**SÉRIE DE CONSIGNES:**
1 - Dans le texte sur Tabra, recopiez le passage de « Ce cinéma permanent » à « Vaste programme ! » en remplaçant « la mort » par « le trépas ».
2 - D'après le texte sur Tabra, par quelles deux choses celui-ci semble-t-il hanté depuis toutes ces années ?
3 - Poursuivez le texte sur Tabra après sa dernière phrase.

**TEXTE PROPOSÉ:**
* * *

Puis, les années ont passé. Lapointe a croisé sa route. «N’importe quoi» fut le texte catalyseur de tous ceux qui ont suivi et qui ont contribué à augmenter sa valeur à la bourse de la chanson.

La vie s’est chargée du reste.

Ce cinéma permanent parfumé de douces ivresses, d’excès, de rires, de larmes, d’amitiés viriles et, surtout, de passions amoureuses.

C’est que, voyez-vous, depuis toutes ces années, Tabra semble hanté par deux choses : la Dame à la faux (lire la mort) et l’amour. Et, s’il écrit si souvent des textes qui s’adressent à celle qui incarne la seconde, c’est sans doute aussi pour implorer la clémence de la première.

L’amour tel un absolu pour vaincre la mort. Vaste programme !
Comme une page blanche qui réclamerait quotidiennement sa dose de poésie. Voilà le prix à payer. Tabra s’acquitte de sa dette avec l’encre de ses veines. Se met à nu et transforme les chagrins du cœur, les peurs de l’abandon, l’exil de l’Autre, bref, la désespérance amoureuse en quelque chose de magnifique.

* * *

**DONNÉES ENREGISTRÉES:**
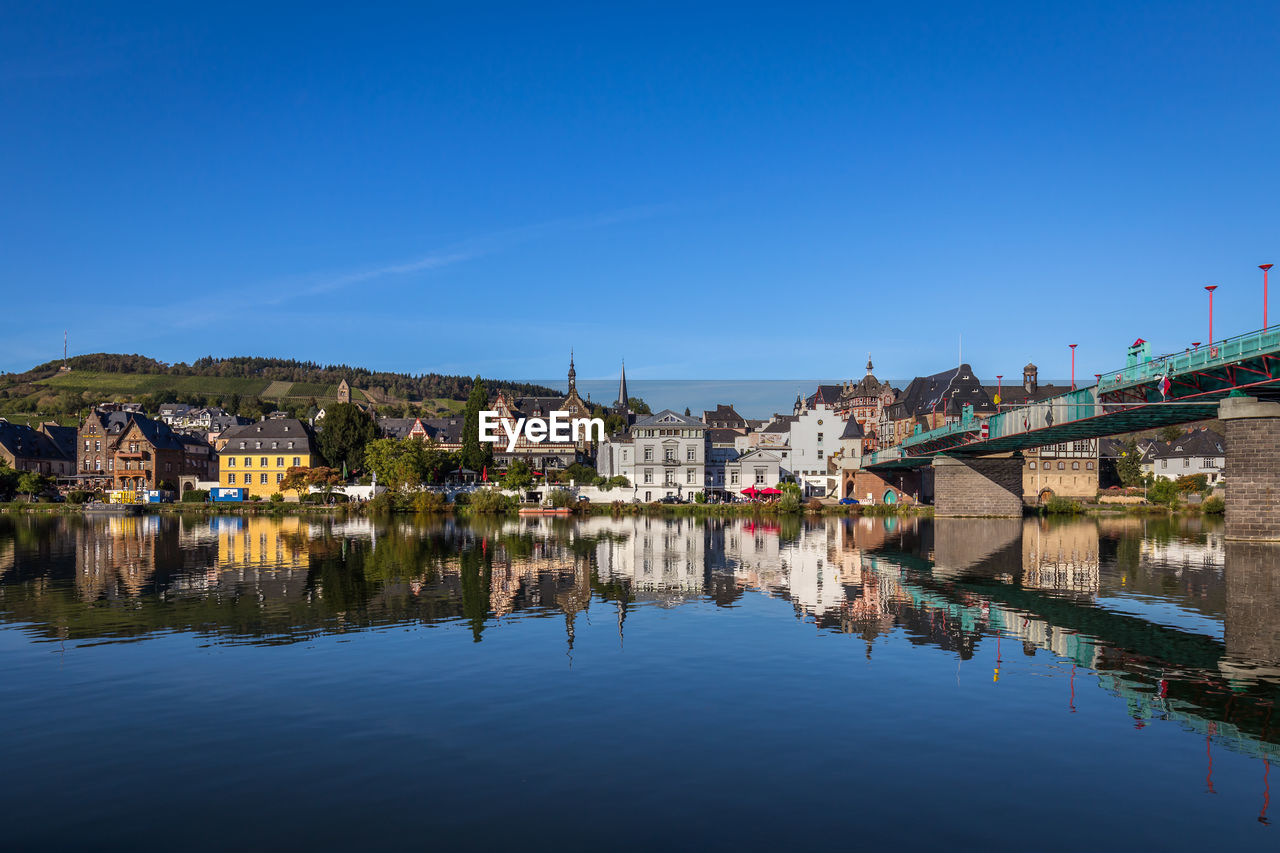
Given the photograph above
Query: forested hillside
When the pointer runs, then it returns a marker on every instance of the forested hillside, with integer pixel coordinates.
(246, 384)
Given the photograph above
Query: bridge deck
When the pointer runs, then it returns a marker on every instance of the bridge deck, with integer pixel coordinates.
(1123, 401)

* * *

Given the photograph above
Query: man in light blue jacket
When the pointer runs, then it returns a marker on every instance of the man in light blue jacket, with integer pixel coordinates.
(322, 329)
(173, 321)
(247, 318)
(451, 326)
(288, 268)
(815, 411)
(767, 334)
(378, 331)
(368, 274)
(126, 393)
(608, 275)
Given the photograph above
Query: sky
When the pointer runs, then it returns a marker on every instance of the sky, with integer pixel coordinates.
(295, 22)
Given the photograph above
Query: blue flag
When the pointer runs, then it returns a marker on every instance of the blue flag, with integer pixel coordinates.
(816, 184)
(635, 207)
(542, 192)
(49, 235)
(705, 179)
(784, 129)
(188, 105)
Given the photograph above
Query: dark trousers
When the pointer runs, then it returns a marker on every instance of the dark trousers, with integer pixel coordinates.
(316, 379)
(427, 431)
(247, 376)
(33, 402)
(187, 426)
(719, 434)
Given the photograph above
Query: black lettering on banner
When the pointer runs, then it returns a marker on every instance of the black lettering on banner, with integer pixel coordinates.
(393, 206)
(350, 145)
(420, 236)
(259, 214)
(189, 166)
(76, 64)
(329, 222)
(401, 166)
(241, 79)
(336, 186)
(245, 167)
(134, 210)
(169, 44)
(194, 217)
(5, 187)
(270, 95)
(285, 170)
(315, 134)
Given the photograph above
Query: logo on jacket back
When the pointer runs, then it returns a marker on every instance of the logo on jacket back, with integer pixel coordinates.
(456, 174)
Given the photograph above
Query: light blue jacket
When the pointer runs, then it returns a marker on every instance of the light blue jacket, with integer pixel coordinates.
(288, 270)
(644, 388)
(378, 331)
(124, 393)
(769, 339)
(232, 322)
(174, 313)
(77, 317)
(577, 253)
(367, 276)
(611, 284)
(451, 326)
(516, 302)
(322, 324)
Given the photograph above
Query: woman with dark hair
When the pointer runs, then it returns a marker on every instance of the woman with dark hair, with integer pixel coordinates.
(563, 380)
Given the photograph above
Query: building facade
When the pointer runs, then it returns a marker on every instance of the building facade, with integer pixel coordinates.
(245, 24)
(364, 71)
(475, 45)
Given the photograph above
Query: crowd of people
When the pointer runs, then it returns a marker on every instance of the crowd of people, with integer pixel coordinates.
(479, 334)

* * *

**CORRIGÉ DE L'EXERCICE:**
1 -
Ce cinéma permanent parfumé de douces ivresses, d’excès, de rires, de larmes, d’amitiés viriles et, surtout, de passions amoureuses.

C’est que, voyez-vous, depuis toutes ces années, Tabra semble hanté par deux choses : la Dame à la faux (lire le trépas) et l’amour. Et, s’il écrit si souvent des textes qui s’adressent à celle qui incarne la seconde, c’est sans doute aussi pour implorer la clémence de la première.

L’amour tel un absolu pour vaincre le trépas. Vaste programme !

2 - Par la Dame à la faux, c'est-à-dire la mort, et par l'amour.

3 -
Et pour mieux la défier, cette fatalité aux dents cariées, Tabra fourbit ses mots comme d’autres des armes. Il dresse devant elle une armée d’interprètes histoire de lui cracher à la gueule et, à travers eux, des dizaines chansons en guise de diamants rédempteurs. Et c’est magnifique.

Tend l’oreille ami lecteur, desserre les poings, ces interprètes iront au combat à ta place. À notre place.

Et un jour, qui sait, Tabra pourra enfin crier à cette vieille femme vêtue de haillons qui brandit la grande frousse pour le narguer :
«Tu sais, moi aussi je suis dans le dictionnaire, va te faire foutre la mort.»

*Roger Tabra est décédé le 11 mars à 23 heures (heure de France) à Saint-Symphorien.